AUFGABENDETAILS - Gib aus dem Text über Stotternheim den Abschnitt von „Stotternheim ist einer“ bis einschließlich „zum Kreis Erfurt-Land.“ wortgetreu wieder.

ZU LESENDER AUSZUG -
____
Erfurt-Stotternheim

Erfurt-Stotternheim
Lage Stotternheims in Erfurt hervorgehoben

Stotternheim ist ein Ortsteil von Erfurt (Thüringen) mit 3.554 Einwohnern auf einer Fläche von 15,75 km².

Stotternheim ist einer der größten Ortsteile der Stadt. Es liegt etwa vier Kilometer nördlich von Erfurt und gehört seit 1994 zur Stadt. Vorher gehörte Stotternheim zum Kreis Erfurt-Land.

Inhaltsverzeichnis

Geschichte

Einer der alten Namen des Dorfes Stutirheim könnte Stutenheim als Hinweis auf ein Zentrum der Pferdezucht bedeuten, die bereits zur Zeit der Hermunduren im Gebiet des heutigen Thüringen bedeutend war. Erstmalig urkundlich erwähnt wurde der Ort im Jahr 1088 in Zusammenhang mit einem Herrn von Stotternheim. 1269 zerstörte die Stadt Erfurt die Stotternheimsche Wasserburg, die zum „Raubschloss“ der „Raubritter von Stotternheim“ geworden war, und übernahm den Ort als erstes Erfurter Dorf. Die Familie von Stotternheim zog nach Erfurt und stellte dort eine Reihe herausragender Persönlichkeiten. Hiob von Stotternheim wurde als Waidjunker reichster Bürger der Stadt. Anfang des 17. Jahrhunderts war er mehrmals Ratsmeister und erbaute den Renaissance-Bau Stotternheimsches Palais in Erfurt. Otto von Stotternheim war zweimaliger Rektor der Erfurter Universität. Der Waidanbau spielte in Stotternheim eine große Rolle. Nach einer Legende wurde Martin Luther auf einem Acker bei Stotternheim am 2. Juli 1505 von einem schweren Gewitter heimgesucht, was ihn dazu bewegt haben soll, Mönch zu werden.
____
ANGEZEIGTES MATERIAL -
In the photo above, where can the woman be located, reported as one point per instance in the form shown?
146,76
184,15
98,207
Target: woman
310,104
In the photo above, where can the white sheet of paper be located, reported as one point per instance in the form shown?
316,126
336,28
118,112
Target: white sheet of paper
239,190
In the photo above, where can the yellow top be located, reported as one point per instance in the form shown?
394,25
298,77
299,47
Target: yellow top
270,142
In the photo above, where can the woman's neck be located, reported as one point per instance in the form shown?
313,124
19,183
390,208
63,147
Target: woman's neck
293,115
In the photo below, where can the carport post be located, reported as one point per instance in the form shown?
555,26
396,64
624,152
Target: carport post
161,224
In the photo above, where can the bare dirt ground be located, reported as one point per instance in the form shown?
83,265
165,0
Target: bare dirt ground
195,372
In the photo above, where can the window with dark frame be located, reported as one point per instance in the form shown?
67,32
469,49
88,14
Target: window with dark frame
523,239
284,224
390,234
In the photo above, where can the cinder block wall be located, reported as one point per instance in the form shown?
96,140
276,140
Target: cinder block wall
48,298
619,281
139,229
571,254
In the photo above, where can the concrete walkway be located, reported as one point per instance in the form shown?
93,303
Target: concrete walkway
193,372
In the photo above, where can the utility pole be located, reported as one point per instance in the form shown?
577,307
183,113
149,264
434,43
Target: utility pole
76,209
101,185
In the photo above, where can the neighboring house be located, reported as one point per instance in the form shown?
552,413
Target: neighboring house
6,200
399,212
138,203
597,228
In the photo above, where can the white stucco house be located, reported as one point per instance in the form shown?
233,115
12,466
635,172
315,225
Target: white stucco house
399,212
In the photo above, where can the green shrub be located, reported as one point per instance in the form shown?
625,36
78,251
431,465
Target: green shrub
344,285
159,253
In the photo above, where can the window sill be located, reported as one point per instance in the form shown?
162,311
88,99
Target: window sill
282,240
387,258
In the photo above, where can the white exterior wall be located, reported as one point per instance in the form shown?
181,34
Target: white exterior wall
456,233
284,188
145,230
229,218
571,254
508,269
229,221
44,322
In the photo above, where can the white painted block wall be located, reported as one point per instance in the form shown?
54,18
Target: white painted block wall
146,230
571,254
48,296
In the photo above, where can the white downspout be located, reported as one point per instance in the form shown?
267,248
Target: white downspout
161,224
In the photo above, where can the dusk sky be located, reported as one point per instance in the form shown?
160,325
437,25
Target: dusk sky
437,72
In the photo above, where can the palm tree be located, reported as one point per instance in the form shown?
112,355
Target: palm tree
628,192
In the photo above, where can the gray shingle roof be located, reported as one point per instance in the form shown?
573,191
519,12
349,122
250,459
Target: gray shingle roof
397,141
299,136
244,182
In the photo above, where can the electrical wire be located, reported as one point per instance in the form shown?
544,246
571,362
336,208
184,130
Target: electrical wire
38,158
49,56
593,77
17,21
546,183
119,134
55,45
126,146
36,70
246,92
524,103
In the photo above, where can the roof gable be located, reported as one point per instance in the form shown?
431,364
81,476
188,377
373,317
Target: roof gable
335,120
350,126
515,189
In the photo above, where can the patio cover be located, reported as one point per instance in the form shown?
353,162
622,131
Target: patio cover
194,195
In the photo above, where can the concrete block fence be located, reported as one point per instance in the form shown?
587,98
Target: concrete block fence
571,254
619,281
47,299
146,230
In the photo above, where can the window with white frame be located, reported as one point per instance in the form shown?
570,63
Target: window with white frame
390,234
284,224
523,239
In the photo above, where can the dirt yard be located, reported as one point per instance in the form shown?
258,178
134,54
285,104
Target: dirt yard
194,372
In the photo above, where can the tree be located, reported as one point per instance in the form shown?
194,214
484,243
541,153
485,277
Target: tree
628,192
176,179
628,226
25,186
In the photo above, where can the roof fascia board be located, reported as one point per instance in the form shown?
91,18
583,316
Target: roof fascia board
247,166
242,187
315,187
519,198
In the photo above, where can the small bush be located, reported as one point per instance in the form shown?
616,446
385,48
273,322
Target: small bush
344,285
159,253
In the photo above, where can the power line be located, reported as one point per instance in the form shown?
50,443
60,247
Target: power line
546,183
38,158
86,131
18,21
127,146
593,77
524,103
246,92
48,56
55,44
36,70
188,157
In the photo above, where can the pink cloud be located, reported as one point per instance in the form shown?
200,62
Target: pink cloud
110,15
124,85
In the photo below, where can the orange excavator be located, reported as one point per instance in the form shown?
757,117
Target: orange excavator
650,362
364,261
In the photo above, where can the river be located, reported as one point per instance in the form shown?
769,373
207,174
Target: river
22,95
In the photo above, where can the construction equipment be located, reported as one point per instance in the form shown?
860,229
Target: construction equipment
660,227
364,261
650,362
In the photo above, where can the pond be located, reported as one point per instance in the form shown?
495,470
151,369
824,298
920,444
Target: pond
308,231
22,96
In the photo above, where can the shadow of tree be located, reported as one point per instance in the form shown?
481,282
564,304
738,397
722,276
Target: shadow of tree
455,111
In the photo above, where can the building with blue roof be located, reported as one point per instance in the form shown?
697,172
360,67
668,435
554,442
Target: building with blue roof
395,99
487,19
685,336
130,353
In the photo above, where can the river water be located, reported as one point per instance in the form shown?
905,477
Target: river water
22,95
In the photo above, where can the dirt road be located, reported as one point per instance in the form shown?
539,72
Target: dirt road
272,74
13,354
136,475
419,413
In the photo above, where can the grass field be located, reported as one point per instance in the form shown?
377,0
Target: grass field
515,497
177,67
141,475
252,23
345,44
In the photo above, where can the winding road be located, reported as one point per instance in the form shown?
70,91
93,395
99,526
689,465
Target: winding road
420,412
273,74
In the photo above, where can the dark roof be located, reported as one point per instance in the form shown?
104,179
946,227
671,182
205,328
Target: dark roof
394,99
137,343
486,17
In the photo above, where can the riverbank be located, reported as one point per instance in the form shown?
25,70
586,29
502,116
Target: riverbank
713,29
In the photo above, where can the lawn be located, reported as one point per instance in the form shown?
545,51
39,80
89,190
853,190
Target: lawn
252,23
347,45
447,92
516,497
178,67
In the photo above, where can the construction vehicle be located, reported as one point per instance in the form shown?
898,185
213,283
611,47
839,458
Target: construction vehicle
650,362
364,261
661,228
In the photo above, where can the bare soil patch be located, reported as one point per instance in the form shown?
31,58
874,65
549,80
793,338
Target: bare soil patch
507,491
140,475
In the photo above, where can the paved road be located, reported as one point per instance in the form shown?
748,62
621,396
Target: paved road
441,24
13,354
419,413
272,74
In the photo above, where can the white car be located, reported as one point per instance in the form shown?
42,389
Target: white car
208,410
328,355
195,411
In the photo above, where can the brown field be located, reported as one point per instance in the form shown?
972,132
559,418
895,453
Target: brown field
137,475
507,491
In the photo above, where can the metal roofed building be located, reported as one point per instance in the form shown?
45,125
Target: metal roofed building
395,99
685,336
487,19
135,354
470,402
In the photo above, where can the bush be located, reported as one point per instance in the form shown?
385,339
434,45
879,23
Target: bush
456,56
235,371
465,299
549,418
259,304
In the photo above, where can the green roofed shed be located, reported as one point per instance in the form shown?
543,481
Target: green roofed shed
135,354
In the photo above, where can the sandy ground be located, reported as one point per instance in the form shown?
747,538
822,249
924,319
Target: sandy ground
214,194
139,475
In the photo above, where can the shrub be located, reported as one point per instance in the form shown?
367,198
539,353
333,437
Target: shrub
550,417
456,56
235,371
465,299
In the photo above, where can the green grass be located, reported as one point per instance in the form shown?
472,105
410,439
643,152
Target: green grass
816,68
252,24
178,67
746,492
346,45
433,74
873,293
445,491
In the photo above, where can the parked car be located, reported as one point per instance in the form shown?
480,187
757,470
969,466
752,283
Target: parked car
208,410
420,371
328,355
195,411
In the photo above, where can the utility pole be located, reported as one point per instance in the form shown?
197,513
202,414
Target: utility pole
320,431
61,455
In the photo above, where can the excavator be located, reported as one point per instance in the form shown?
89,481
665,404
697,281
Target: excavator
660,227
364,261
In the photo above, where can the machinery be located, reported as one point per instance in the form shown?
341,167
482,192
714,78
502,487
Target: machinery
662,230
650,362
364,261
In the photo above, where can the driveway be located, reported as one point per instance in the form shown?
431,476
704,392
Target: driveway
____
VOLLSTÄNDIGE ANTWORT -
Stotternheim ist einer der größten Ortsteile der Stadt. Es liegt etwa vier Kilometer nördlich von Erfurt und gehört seit 1994 zur Stadt. Vorher gehörte Stotternheim zum Kreis Erfurt-Land.